For a framework on how to conduct that evaluation, see Three Questions Every Advisor Should Ask a DST Sponsor.
3. Exit timing and market risk
DSTs are sold when the sponsor determines the time is right, based on property performance, market conditions, and fund strategy. That timing may or may not align with the investor's preferred horizon.
The practical implication is that a client who enters a DST in year one expecting a clean seven-year exit may be looking at year eight or nine if market conditions aren't favorable at the seven-year mark. This isn't a failure; it's the structure functioning as designed. But clients who weren't told this sometimes experience it as a broken promise.
The advisor who explains exit timing clearly, up front, gives the client a realistic mental model for the investment. That model almost always holds through a long hold. It's the absence of it that generates friction.
A Simple Framework for Structuring the Risk Conversation
The goal of the DST risk conversation is not to recite disclosures. It's to confirm that your client has a realistic picture of the investment before they commit. The following sequence works for most clients:
Start with the structure, not the risk list. Before naming specific risks, explain how a DST works mechanically — the trust structure, the passive investor role, the sponsor's operational authority. Most client objections downstream trace to a structural misunderstanding established at the beginning. Two minutes of structural clarity prevents most of them. The DSTs Explained guide on my1031options.com is designed to be shared directly with clients as pre-call reading.
Name the risks plainly, in client language. "Illiquidity" means "you can't access this money easily." "Lack of operational control" means "you're trusting us to pick the right sponsor, and then trusting the sponsor to manage the property well." "Exit timing risk" means "the sale of this property happens on the sponsor's schedule, not yours, and that schedule is responsive to market conditions." None of these are complicated. They just need to be said in language a client can actually hold onto.

* **Written request**
Rewrite the part of the DST risk text starting at "Name the risks" and ending at "actually hold onto.", replacing "plainly" with "directly".

* **Dataset rows**
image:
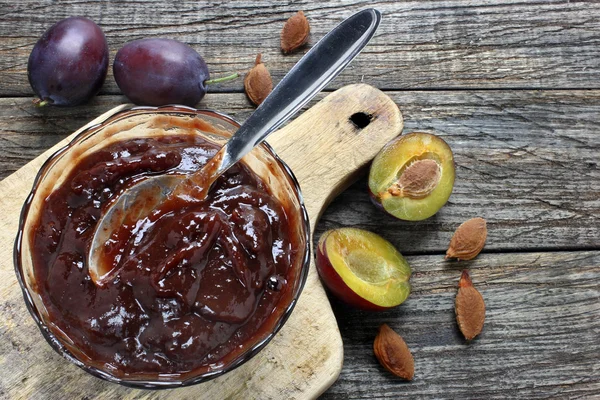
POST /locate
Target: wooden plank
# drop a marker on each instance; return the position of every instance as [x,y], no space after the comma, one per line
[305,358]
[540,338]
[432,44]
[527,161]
* * *
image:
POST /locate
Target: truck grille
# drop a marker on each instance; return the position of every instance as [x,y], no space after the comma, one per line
---
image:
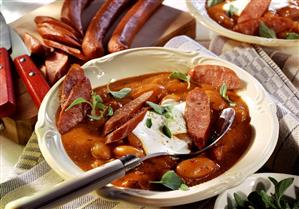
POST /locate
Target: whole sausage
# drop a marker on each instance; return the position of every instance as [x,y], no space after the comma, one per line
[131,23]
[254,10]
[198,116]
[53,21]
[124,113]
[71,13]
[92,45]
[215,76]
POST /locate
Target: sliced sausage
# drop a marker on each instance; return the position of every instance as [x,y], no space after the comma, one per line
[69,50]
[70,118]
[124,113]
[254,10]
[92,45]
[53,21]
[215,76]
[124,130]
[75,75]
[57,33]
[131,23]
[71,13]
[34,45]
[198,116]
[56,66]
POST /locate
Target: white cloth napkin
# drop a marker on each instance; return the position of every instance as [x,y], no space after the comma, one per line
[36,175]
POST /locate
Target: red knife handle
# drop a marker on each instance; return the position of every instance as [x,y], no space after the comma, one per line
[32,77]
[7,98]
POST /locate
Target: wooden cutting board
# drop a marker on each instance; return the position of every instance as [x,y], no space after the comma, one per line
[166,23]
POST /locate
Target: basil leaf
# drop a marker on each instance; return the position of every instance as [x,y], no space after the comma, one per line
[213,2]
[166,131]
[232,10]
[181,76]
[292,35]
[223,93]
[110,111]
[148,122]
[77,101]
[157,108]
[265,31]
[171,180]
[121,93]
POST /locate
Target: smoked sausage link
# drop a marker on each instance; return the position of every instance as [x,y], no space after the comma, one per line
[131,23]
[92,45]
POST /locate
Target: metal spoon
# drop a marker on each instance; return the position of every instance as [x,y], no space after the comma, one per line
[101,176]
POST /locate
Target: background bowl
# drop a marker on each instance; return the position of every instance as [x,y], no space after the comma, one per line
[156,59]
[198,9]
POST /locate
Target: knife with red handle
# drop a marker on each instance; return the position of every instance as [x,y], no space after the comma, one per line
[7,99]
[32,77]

* **Written answer**
Name the risks directly, in client language. "Illiquidity" means "you can't access this money easily." "Lack of operational control" means "you're trusting us to pick the right sponsor, and then trusting the sponsor to manage the property well." "Exit timing risk" means "the sale of this property happens on the sponsor's schedule, not yours, and that schedule is responsive to market conditions." None of these are complicated. They just need to be said in language a client can actually hold onto.